Passage:


    The fourth floor was smaller than the other floors, but had two very interesting features: a small greenhouse that sat on one of the roofs facing Franklin Ave. The greenhouse entrance was at the back of one of the chemistry/biology classrooms. The greenhouse also had an entrance to a cool little outside balcony. There was also a large music room that had a door that also led out onto a large part of the roof facing one of the parking lots. When it got hot during class the teacher would open the door to the roof and sometimes my friends and I would also sneak out to look around.

    Finally, the school auditorium was also pretty cool since it was designed to look like a real theater with theater seating and beautiful wood paneling on the walls, as well as a nice balcony.

    I can remember the day that Iran released the American hostages in January, 1981 (same day Reagan became president). The school's administration held an assembly in the auditorium so that the students could watch the hostages being freed. Back then there were no hi-tech large projection screens or flat screen TVs-- so the AV dept. set up 3 19-inch color TVs at the front of the auditorium, then piped the sound through the AV system. I sat in the middle of the auditorium so really couldn't see much of the TVs, but I remember hearing the reporters talk about the hostages being released as it was shown live on TV.

    Of all the schools I've gone to, including college, Bloomfield South Junior High School was hands down the most beautiful and interesting school building I've ever attended. It is an absolute shame and embarrassment that Bloomfield let it deteriorate to such a huge extent. Perhaps the new owners will restore some of the nice art deco designs and wood paneling someday.

    Thanks for posting those pictures--hope I was able to provide a bit of context :)

  2. I went to Bloomfield Junior High in the 1950s. It held the 7th, 8th and 9th graders from the entire town. The classes were divided into homogeneous groups, meaning that the high achievers were in one or two classrooms, the medium achievers in several more, and the slow achievers in other homerooms. (Yes, they told us that.)
    The building next door housed the Essex County Vocational School and those kids were scary to little seventh graders! One of the boys lifted up his pants leg to show us that he had a knife tucked in his sock (probably just to impress us "kids"

Collected data
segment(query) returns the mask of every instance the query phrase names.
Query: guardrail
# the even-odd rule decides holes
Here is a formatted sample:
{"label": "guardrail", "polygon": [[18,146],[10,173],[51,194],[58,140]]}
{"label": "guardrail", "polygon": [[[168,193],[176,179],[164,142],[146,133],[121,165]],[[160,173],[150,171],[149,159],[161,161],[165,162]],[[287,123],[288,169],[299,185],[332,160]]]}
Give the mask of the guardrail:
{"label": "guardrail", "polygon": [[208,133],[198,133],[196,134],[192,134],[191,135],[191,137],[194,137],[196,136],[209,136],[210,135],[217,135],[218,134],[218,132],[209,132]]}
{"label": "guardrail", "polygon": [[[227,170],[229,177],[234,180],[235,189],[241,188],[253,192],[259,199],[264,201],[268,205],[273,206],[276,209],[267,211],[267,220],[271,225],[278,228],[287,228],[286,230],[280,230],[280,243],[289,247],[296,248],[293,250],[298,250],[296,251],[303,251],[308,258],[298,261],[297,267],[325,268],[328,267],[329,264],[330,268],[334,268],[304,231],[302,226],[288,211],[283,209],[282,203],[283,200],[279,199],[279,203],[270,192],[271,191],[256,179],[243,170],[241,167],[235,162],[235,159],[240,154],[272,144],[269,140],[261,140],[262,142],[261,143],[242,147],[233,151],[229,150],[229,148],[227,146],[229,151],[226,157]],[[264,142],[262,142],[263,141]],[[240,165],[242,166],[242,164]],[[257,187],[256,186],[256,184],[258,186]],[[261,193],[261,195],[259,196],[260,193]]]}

Complete the following:
A. Answer these questions from the passage about Bloomfield South Junior High.
(i) Where was the entrance to the greenhouse?
(ii) What did the AV department set up at the front of the auditorium for the assembly?
(iii) Which grades did Bloomfield Junior High hold in the 1950s?
B. Edit the passage about Bloomfield South Junior High: rewrite the stretch from "Finally, the school" through "a nice balcony." with "beautiful" changed to "elegant".
C. According to the passage about Bloomfield South Junior High, into which groups were the classes divided in the 1950s? Name every group.
Rely only on the passage to answer.

Task answers:
A.
(i) At the back of one of the chemistry/biology classrooms.
(ii) Three 19-inch color TVs.
(iii) The 7th, 8th and 9th grades.

B.
Finally, the school auditorium was also pretty cool since it was designed to look like a real theater with theater seating and elegant wood paneling on the walls, as well as a nice balcony.

C. High achievers, medium achievers and slow achievers.